To do >>
- A) Revise the stretch of the book review from "Book Review: v" through "and professional vocabularies.", replacing "lockdown" with "quarantine".
- B) Carry on the review of the mathematics and art book after its last sentence.

*** Opening of Source passage ***

Book Review: v Mathematics and Art: A Cultural History
Mathematics + Art |
Running since May, I need to wrap this review up. As already noted this is a marvellous read and not just as a supportive friend through lockdown. Conscious of more reading and a new part-time clinical role, I could write so much more and read so much more into the text.
Gestalt and patterns are described and illustrated, which prompt me to 'see' fields of knowledge, care domains and blank/blanc space (p.263). Amid this physical and psychological data can assume their simplest forms? Piaget is significant too in the thought on whole-part distinction and our preoccupation (science's) with a unified world view. This fits with future reading on Hodges' model and how learners categorize and develop their disciplinary and professional vocabularies.
If the mathematics might deter further reading on group theory, perhaps symmetry in art and sociology might be persuasive (chap. 7)? Does chapter 8, 'Utopian Visions after World War I mean that introspection and with it reflection are futile (p.288)? There could be another model/theory of nursing here: with Psi waves, Bohr Kierkegaard (p.281 Either-Or 1843), ideas, observation and competition in physics interpreting physics the uncertain times continue. I do get a (vague?) sense that the notion of consistency is very important and of use here too (p.322). As in healthcare and science the search for evidence is relentless, it is sobering to read (again) of the limits of language and hence mathematics (p.326, Wittgenstein's tower of meaning, Figure 9.3). The book is multicultural yet reminded me of the feats of navigation, observation and collective memory across Oceania.

*** Close of Source passage ***
*** Opening of Entries shown ***

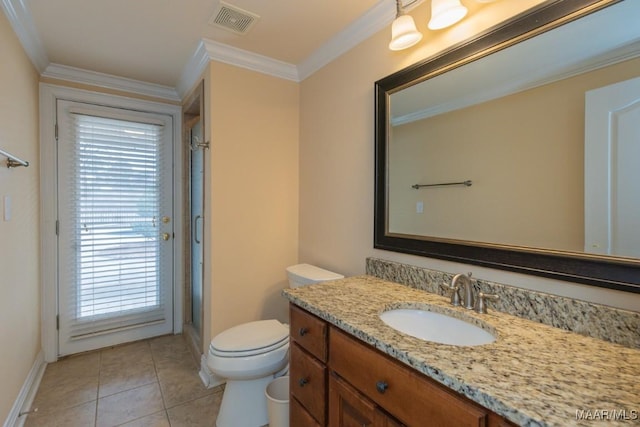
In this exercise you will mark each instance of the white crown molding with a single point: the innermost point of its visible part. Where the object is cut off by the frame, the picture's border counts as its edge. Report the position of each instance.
(371, 22)
(22, 24)
(376, 18)
(108, 81)
(192, 70)
(252, 61)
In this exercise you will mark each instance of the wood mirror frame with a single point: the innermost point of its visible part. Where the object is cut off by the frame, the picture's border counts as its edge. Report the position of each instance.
(597, 270)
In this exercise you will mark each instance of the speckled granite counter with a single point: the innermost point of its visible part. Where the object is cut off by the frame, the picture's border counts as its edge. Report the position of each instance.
(534, 374)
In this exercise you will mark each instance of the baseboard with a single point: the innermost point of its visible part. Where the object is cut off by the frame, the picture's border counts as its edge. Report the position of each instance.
(27, 393)
(208, 378)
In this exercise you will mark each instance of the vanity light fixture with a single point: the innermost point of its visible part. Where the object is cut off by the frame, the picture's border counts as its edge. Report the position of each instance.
(445, 13)
(404, 33)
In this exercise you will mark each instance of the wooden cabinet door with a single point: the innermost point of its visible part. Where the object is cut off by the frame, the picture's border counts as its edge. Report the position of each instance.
(307, 378)
(348, 408)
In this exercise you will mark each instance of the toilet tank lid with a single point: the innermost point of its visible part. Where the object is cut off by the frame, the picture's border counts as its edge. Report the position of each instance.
(312, 272)
(251, 336)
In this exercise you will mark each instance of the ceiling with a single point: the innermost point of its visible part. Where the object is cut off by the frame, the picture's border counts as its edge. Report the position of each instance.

*** Close of Entries shown ***

Set of answers >>
- A)
Book Review: v Mathematics and Art: A Cultural History
Mathematics + Art |
Running since May, I need to wrap this review up. As already noted this is a marvellous read and not just as a supportive friend through quarantine. Conscious of more reading and a new part-time clinical role, I could write so much more and read so much more into the text.
Gestalt and patterns are described and illustrated, which prompt me to 'see' fields of knowledge, care domains and blank/blanc space (p.263). Amid this physical and psychological data can assume their simplest forms? Piaget is significant too in the thought on whole-part distinction and our preoccupation (science's) with a unified world view. This fits with future reading on Hodges' model and how learners categorize and develop their disciplinary and professional vocabularies.

- B)
In my notes, I picked out Karl Gerstner's, Aperspective 1: The Endless Spiral of a Right Angle and looking for an image to post here found an Aeon post:
How physics and maths helped create modernist painting
If you visit the post above the relevance of Aperspective 1 to me is not necessarily obvious, yet Hodges' model is full of axes, right-angles, symmetries and asymmetries. Recently, working through a little angst, I've been writing about Hodges' model from a definitive perspective. If there was a manual what would it 'say'? The center of the model is a fusion of right angles and disciplinary domains. What is involved, implied, communicated in the many forms of crossings (p.386)?
A.R. Penck: 'The Crossing' (1963) |
Michel Serres is quoted:
"The ordered structure blew up." p.410.
With a long-standing interest in visualisation in the humanities, I had written Levi Strauss - maths in social sciences in my notes.
Bourbaki, Sontag the names come thick-and-fast - more reading.
This is an amazing book, the content, quality, index, references. I'm going to close here, but may return in future (there's 556 pages and the end notes are excellent too). As I pick up another book, a great find is another disciplinary bridge (Fechner, Psychophysics, 1860) more recently rediscovered in Buddhism and neuroscience?